== EXERCISE INPUTS

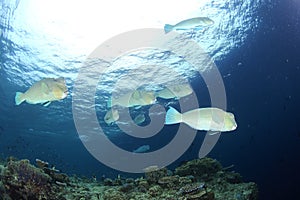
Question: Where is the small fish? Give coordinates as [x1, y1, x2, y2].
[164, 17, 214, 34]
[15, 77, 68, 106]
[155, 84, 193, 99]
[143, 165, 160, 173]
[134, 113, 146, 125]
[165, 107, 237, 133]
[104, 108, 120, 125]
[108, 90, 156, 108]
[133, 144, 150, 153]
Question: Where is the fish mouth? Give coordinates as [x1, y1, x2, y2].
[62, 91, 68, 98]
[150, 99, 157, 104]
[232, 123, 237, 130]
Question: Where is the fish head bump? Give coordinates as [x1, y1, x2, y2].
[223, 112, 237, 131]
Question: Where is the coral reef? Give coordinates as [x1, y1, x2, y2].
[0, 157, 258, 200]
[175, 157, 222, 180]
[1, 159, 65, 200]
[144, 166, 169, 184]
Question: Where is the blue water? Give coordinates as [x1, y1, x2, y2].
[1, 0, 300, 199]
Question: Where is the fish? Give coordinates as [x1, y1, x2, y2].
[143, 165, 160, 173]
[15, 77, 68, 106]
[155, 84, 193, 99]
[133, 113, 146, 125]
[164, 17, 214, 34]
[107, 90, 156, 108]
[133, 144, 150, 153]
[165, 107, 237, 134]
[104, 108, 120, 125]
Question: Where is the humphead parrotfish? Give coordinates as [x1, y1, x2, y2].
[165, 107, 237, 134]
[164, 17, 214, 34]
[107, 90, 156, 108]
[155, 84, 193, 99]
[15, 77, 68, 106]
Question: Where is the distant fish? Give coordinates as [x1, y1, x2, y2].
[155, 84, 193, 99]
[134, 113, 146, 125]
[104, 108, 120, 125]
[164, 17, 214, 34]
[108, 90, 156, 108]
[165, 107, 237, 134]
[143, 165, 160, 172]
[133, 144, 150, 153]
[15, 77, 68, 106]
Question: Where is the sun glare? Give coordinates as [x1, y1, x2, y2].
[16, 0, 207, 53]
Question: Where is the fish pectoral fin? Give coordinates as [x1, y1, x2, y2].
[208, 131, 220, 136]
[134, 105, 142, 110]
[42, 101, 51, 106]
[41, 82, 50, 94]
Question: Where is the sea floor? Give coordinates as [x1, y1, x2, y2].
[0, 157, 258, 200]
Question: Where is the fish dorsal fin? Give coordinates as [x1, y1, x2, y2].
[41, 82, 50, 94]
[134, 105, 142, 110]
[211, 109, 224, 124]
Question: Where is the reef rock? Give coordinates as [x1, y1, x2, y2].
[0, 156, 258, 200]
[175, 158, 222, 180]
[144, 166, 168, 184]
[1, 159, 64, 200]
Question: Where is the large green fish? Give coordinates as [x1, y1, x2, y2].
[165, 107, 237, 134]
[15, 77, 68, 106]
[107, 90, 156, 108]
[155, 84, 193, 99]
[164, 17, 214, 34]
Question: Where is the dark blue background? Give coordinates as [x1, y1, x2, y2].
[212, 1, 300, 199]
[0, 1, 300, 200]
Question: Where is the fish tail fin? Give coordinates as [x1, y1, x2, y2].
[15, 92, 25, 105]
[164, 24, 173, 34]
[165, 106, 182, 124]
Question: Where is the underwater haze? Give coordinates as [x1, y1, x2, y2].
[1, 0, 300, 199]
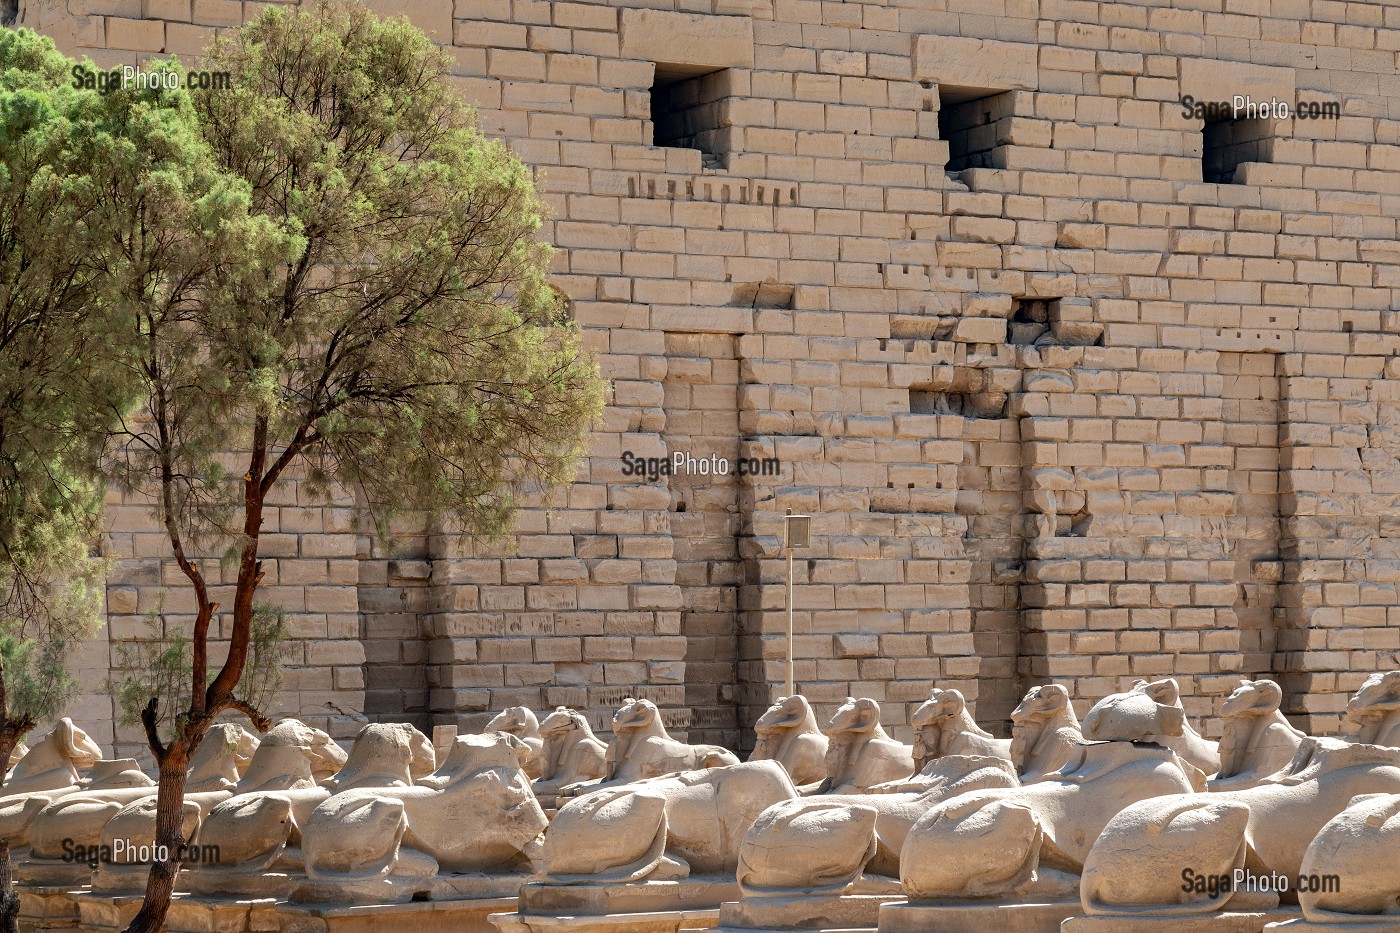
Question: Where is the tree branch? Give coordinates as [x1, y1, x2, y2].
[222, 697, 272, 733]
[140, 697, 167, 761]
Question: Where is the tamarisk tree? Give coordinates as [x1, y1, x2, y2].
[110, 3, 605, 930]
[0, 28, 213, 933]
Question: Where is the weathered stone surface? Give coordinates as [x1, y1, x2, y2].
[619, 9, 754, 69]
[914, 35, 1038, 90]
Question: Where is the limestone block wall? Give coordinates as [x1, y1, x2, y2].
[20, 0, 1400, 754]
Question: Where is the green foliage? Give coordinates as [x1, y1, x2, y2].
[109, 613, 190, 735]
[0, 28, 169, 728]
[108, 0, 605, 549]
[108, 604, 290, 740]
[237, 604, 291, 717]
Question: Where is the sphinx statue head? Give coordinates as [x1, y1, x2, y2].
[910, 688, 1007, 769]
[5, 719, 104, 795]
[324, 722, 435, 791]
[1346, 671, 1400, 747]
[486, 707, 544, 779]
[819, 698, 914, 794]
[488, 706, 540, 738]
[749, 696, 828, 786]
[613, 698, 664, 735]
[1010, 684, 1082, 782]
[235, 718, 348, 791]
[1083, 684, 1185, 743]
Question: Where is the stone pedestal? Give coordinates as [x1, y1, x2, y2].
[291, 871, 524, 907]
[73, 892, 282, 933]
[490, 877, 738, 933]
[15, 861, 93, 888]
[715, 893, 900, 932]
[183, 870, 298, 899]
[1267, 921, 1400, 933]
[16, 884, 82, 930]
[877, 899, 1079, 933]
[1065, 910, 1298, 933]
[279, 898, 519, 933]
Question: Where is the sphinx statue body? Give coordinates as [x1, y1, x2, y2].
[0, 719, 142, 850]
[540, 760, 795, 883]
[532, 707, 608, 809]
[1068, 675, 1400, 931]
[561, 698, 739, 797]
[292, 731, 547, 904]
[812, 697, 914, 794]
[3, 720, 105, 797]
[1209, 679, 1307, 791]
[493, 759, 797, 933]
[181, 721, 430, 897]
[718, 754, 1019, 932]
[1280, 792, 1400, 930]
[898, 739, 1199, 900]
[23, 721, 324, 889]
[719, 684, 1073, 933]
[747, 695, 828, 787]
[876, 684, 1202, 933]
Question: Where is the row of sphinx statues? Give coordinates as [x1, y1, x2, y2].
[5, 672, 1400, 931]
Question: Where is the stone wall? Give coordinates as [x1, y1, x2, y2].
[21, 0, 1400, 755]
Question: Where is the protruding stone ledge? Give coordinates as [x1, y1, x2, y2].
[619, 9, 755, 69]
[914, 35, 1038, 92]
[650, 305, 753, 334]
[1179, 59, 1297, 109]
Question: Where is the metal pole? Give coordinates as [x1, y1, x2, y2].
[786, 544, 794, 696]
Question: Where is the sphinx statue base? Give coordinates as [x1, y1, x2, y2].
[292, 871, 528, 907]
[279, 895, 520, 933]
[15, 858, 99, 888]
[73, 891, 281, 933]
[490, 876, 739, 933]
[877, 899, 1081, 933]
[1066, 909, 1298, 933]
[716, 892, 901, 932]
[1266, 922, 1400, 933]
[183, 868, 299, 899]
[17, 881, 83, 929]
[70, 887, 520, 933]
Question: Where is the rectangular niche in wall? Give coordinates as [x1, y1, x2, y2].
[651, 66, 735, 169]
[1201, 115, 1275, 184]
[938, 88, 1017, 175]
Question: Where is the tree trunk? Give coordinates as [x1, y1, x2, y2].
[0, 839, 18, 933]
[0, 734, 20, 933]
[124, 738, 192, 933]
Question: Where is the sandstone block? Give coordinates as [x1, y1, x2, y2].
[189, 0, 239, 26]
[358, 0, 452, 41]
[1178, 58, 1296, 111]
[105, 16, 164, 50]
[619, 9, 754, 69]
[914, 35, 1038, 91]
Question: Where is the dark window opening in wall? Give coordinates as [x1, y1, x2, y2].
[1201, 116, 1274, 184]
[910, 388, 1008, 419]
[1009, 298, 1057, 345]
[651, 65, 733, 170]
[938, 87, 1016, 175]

====

> _PROMPT_:
Leaving the pictures out, output each line of the listing exactly.

> _OUTPUT BELOW_:
Question: Where is the small fish? Give coordinates as [x1, y1, x2, y2].
[164, 17, 214, 34]
[15, 77, 68, 106]
[155, 84, 193, 99]
[143, 165, 160, 173]
[134, 113, 146, 125]
[165, 107, 237, 133]
[104, 108, 120, 125]
[108, 90, 156, 108]
[133, 144, 150, 153]
Question: Where is the fish mouth? Give coordinates as [x1, y1, x2, y2].
[62, 91, 68, 98]
[150, 99, 157, 104]
[232, 123, 237, 130]
Question: Where is the fish head bump? Give coordinates as [x1, y1, x2, y2].
[223, 112, 237, 131]
Question: Where is the coral reef? Give coordinates as [x1, y1, x2, y2].
[0, 157, 258, 200]
[175, 157, 222, 180]
[1, 159, 65, 200]
[144, 166, 169, 184]
Question: Where is the blue water? Give coordinates as [x1, y1, x2, y2].
[1, 0, 300, 199]
Question: Where is the fish? Give coordinates as [x1, y1, x2, y2].
[143, 165, 160, 173]
[15, 77, 68, 106]
[155, 84, 193, 99]
[133, 113, 146, 125]
[164, 17, 214, 34]
[107, 90, 156, 108]
[133, 144, 150, 153]
[165, 107, 237, 134]
[104, 108, 120, 125]
Question: Where is the humphead parrotfish? Give coordinates as [x1, y1, x2, y2].
[165, 107, 237, 134]
[164, 17, 214, 34]
[107, 90, 156, 108]
[155, 84, 193, 99]
[15, 77, 68, 106]
Question: Where is the distant fish? Give coordinates as [x1, y1, x2, y2].
[155, 84, 193, 99]
[134, 113, 146, 125]
[104, 108, 120, 125]
[164, 17, 214, 34]
[108, 90, 156, 108]
[165, 107, 237, 134]
[143, 165, 160, 172]
[133, 144, 150, 153]
[15, 77, 68, 106]
Question: Where is the sun glare? Give coordinates as [x1, y1, x2, y2].
[16, 0, 207, 53]
Question: Where is the fish pectoral fin? Give coordinates as [x1, y1, x2, y2].
[208, 131, 220, 136]
[134, 105, 142, 110]
[42, 101, 51, 106]
[41, 82, 50, 94]
Question: Where is the sea floor? Give coordinates as [x1, y1, x2, y2].
[0, 157, 258, 200]
Question: Where is the fish dorsal fin? Give coordinates as [x1, y1, x2, y2].
[41, 82, 50, 94]
[134, 105, 142, 110]
[211, 109, 224, 124]
Question: Where is the reef rock? Give coordinates as [x1, y1, x2, y2].
[0, 156, 258, 200]
[175, 158, 222, 180]
[144, 166, 168, 184]
[1, 159, 64, 200]
Question: Where is the large green fish? Give coordinates as [x1, y1, x2, y2].
[165, 107, 237, 134]
[15, 77, 68, 106]
[107, 90, 156, 108]
[155, 84, 193, 99]
[164, 17, 214, 34]
Question: Where is the dark blue background? Give coordinates as [x1, y1, x2, y2].
[212, 1, 300, 199]
[0, 1, 300, 200]
Question: Where is the fish tail fin? Give coordinates as [x1, y1, x2, y2].
[15, 92, 25, 105]
[164, 24, 173, 34]
[165, 106, 182, 124]
Question: Where is the underwater haze? Give coordinates as [x1, y1, x2, y2].
[1, 0, 300, 199]
Question: Where is the tree branch? Give coordinates as [x1, y1, x2, y2].
[222, 697, 272, 733]
[140, 697, 167, 761]
Question: Where is the tamarisk tree? Give coordinates as [x1, y1, x2, y2].
[110, 3, 605, 930]
[0, 28, 213, 933]
Question: Where is the weathered stone surface? Give coordinates as [x1, y1, x2, y2].
[619, 9, 754, 69]
[914, 35, 1038, 90]
Question: Where is the limestone block wall? Give coordinates as [x1, y1, x2, y2].
[20, 0, 1400, 754]
Question: Where is the green foliage? Give coordinates as [x1, y1, x2, y2].
[109, 613, 190, 735]
[0, 28, 169, 728]
[108, 0, 605, 549]
[108, 604, 290, 740]
[237, 604, 291, 717]
Question: Where is the sphinx statue head? Give coordinates as [x1, y1, x2, y2].
[910, 688, 1007, 769]
[5, 719, 104, 795]
[324, 722, 435, 791]
[1346, 671, 1400, 747]
[486, 707, 544, 779]
[819, 698, 914, 794]
[488, 706, 540, 738]
[749, 696, 828, 786]
[613, 698, 664, 735]
[1010, 684, 1082, 782]
[235, 718, 348, 791]
[1083, 684, 1185, 743]
Question: Where is the stone pedestal? Give coordinates as [x1, y1, x2, y2].
[291, 871, 524, 907]
[73, 892, 282, 933]
[490, 877, 738, 933]
[15, 861, 93, 888]
[715, 893, 900, 932]
[183, 870, 298, 899]
[1267, 921, 1400, 933]
[16, 884, 82, 930]
[877, 899, 1079, 933]
[1065, 910, 1298, 933]
[279, 898, 519, 933]
Question: Where is the sphinx statue body? Give coordinates as [x1, y1, x2, y2].
[0, 719, 142, 850]
[540, 760, 795, 883]
[532, 707, 608, 809]
[1068, 675, 1400, 931]
[561, 698, 739, 797]
[292, 731, 547, 904]
[812, 697, 914, 794]
[3, 720, 105, 797]
[1209, 679, 1307, 791]
[493, 759, 797, 933]
[181, 721, 430, 897]
[718, 754, 1019, 932]
[1280, 792, 1400, 930]
[898, 739, 1199, 900]
[23, 721, 324, 889]
[719, 684, 1073, 933]
[747, 695, 828, 787]
[876, 684, 1202, 933]
Question: Where is the row of sphinx statues? Give coordinates as [x1, y1, x2, y2].
[5, 672, 1400, 931]
Question: Where is the stone wall? Give coordinates as [x1, y1, x2, y2].
[21, 0, 1400, 755]
Question: Where is the protruding stone ledge? Give coordinates as [x1, y1, x2, y2].
[619, 9, 755, 69]
[914, 35, 1038, 92]
[650, 305, 753, 334]
[1179, 59, 1297, 109]
Question: Where is the metal pole? Give coordinates as [x1, y1, x2, y2].
[786, 544, 794, 696]
Question: Where is the sphinx statue base? Give coordinates as [x1, y1, x2, y2].
[292, 871, 528, 907]
[279, 895, 520, 933]
[15, 858, 99, 888]
[73, 891, 281, 933]
[490, 876, 739, 933]
[877, 899, 1081, 933]
[1066, 909, 1298, 933]
[716, 892, 901, 932]
[1266, 922, 1400, 933]
[183, 868, 299, 899]
[17, 881, 83, 929]
[70, 887, 520, 933]
Question: Where is the rectangular niche in wall? Give coordinates as [x1, y1, x2, y2].
[651, 66, 735, 169]
[1201, 115, 1275, 184]
[938, 88, 1017, 175]
Question: Where is the tree trunk? Give coordinates as [x1, y1, x2, y2].
[0, 839, 18, 933]
[0, 734, 20, 933]
[124, 738, 192, 933]
Question: Where is the sandstone block? Give coordinates as [x1, y1, x2, y2].
[189, 0, 239, 26]
[358, 0, 452, 41]
[1178, 58, 1296, 111]
[105, 16, 164, 50]
[619, 9, 754, 69]
[914, 35, 1038, 91]
Question: Where is the dark window opening in wall? Give coordinates as [x1, y1, x2, y2].
[1201, 116, 1274, 184]
[910, 388, 1008, 419]
[1009, 298, 1057, 345]
[651, 65, 733, 170]
[938, 87, 1016, 175]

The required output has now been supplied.